Start of Extract
Before turning to the legal argument it is appropriate to refer to the decision to destroy the birds. It is said by the respondents - and this is accepted by the applicants - that the actual decision to destroy was made by Mr Dickinson who was, apparently, the senior officer at the Customs House command centre on the day of the raids. Mr Dickinson has sworn an affidavit in which he listed the reasons actuating his decision. They were:
"(a) Newcastle disease is an extremely
virulent and deadly disease to which Australian poultry and bird life are particularly susceptible.
(b) There have been recent outbreaks of the disease in its more virulent form in Europe, (including Britain), Japan and The United States of America in pigeons and that it has spread from pigeons to poultry in Britain resulting in the slaughter of a half million chickens in an unsuccessful attempt to eradicate the disease.
(c) The pigeon strains known as Cattrysse and Dordin have only been developed in Europe in recent times and Hanson had previously advertised Dordins for sale.
(d) I had reached the conclusion that the birds which Hanson had been advertising for sale were Dordins.
(e) Mr Hanson must have more than one Dordin in order to sell Dordins and repeated importations would be necessary to maintain the strain otherwise in-breeding would have a deleterious effect on his stock.
(f) That from an inspection of the birds it is not possible to say that a bird was not a Dordin.
(g) That there was no known effective method of treating Newcastle disease or of testing pigeons to prove them free from infection from Newcastle Disease.
(h) That advertisements have appeared in British pigeon fancier publications stating that Dordins and Cattrysse were being sold to Australian breeders and taken to Australia.
(i) On the probabilities, Hanson's Dordins would have been infected with Newcastle Disease and other birds in the loft would have been exposed to these infected birds, with a high probability that they also would become infected.
(j) Pigeons of overseas origin may be vaccinated against Newcastle Disease with a live vaccine which would protect them against the disease and render them apparently healthy, but, in fact, they could be shedding both the Newcastle Disease Virus and the vaccine virus: the latter in common with the former being not present in Australia.
(k) There had been a number of instances of the interception of pigeons and pigeon eggs at points of entry into Australia from overseas."
The applicants accept the factual correctness of items (a), (b), (f), (j), and (k) but say that, in themselves, they could furnish no rational basis for the decision to destroy those birds; they are mere background material; there would need to be some reason to believe that these birds are infected with Newcastle disease before it would be rational to order their destruction. I add a reference to reason (h). I accept that Mr Dickinson had read and heard suggestions that pigeons of various European strains, including Dordin and Cattrysse, were from time to time illegally imported into Australia. If so, it would have been reasonable for him to be concerned at the possibility that Newcastle disease might be introduced into this country by such birds. There is no evidence before me to show that illegal importation has in fact occurred but the mere suggestion, having regard to the catastrophic nature of the disease, provided ample justification for an investigation of those people who claimed to offer for sale birds of the relevant strains. Although I have formed, and am forced to express, views critical of the logic and reasonableness of the decision taken by Mr Dickinson I do not doubt the sincerity of his motivation.
End of Extract
Start of Provided material
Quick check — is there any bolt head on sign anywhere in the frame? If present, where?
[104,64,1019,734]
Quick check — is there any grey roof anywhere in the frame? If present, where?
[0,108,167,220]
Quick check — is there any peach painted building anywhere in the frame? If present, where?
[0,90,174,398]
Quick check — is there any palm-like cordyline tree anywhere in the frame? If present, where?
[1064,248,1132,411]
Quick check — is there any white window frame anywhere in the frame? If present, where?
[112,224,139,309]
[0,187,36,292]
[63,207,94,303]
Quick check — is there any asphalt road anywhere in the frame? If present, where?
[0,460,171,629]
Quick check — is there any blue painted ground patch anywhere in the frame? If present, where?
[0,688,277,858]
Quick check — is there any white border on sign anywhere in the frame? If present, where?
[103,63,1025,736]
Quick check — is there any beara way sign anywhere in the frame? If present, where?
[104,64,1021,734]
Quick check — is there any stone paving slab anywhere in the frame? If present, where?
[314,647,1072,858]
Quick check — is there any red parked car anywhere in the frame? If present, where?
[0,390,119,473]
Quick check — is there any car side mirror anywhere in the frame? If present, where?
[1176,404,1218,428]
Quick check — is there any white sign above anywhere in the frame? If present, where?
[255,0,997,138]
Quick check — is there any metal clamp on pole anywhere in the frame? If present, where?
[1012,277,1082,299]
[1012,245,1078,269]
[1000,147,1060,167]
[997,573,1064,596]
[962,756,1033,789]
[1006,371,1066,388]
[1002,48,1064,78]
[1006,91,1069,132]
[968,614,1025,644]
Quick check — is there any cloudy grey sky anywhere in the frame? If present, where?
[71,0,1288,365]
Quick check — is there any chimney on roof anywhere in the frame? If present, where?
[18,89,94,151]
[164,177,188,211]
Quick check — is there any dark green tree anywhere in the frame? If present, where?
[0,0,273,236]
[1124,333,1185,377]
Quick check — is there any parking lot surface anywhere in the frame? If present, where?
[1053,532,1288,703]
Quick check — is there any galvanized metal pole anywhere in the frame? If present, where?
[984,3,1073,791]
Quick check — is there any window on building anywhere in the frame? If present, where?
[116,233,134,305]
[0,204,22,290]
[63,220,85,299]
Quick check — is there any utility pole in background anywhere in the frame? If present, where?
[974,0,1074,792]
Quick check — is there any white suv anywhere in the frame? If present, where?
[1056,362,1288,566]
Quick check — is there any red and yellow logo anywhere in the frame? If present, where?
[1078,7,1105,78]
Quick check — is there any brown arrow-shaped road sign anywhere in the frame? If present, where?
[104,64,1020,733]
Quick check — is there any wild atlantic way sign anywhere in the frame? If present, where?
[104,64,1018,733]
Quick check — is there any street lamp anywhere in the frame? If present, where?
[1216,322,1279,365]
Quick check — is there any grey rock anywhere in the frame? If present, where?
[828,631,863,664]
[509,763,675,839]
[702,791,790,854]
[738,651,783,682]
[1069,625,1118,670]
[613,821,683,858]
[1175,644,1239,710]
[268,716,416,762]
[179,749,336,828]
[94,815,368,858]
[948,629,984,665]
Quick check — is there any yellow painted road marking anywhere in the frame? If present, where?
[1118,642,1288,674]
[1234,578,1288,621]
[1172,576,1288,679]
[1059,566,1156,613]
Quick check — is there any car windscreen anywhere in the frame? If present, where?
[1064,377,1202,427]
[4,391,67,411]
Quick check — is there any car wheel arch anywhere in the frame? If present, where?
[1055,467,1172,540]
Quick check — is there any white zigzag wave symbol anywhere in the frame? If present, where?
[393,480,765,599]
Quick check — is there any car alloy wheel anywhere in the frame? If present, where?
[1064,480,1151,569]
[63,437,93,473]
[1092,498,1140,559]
End of Provided material
(Work order A):
According to the judgment excerpt on the destruction of the birds, which of Mr Dickinson's listed reasons do the applicants accept as factually correct?
(Work order B):
Proceed with the judgment excerpt on the destruction of the birds, continuing from its final sentence.
The items are separate material, distinct from the judgment excerpt.

(Answer A):
Items (a), (b), (f), (j), and (k).

(Answer B):
The applicants admit that over a period of about twelve months prior to the raid they advertised birds for sale as Dordins, as claimed in item (c), but they say, correctly, that the period during which Cattrysse and Dordin have been known as such extends back much further. It may be that Mr Dickinson - who does not claim to be a pigeon expert - was seriously misinformed about the date of development of these strains. In evidence he said that "what triggered interest in" the Hansons "was the representation in the magazines that birds were being sold as genuine Dordins and genuine Cattrysse" and that "this supports some sort of inference that they must therefore have been imported". He went on to say:
"Over the same period of time the importation of these new strains of pigeons was occurring and the disease was spreading through Europe.
Q. That is post-1981 at the earliest, is that right?
A. Yes."
A possible interpretation of this evidence is that, if birds were properly to be described as Dordins or Cattrysse, they must have been imported post 1981, because those strains had only been known as such in that period. My view that this was what Mr Dickinson understood to be the position is supported by an answer to a question I asked him at the conclusion of his evidence:
"Q. Well we could, at least theoretically, have the situation that birds whose ancestors were brought in quite a number of years ago were being bred, called Dordins, and that there was an interchange between various breeders in Australia and they keep on producing new stock which they continue to call Dordins?
A. I believe that to refer to a bird as a Dordin meant that it was of the Dordin strain from overseas and that this strain had appeared, being developed only in recent years, appeared in Australia in that time. That was the basis of the expert evidence that had been given."
If that was his belief then his concern that the birds properly so described might be carriers of the new strain of Newcastle disease is understandable although, even then, destruction without prior testing is difficult to justify. But if it was Mr Dickinson's information that Dordins and Cattrysse had been developed only since 1981 then he was sadly misinformed, as a glance at any of the major pigeon magazines published either in this country or in England would have shown. If that belief was entertained, Mr Dickinson might reasonably have questioned it when informed by Mr Everett that Mr Hanson had in his possession a piece of paper, the cage notice, relating to a sale in 1979 of "Pure Dordins" and that his breeding book showed entries for Dordins for the 1980 breeding season and earlier.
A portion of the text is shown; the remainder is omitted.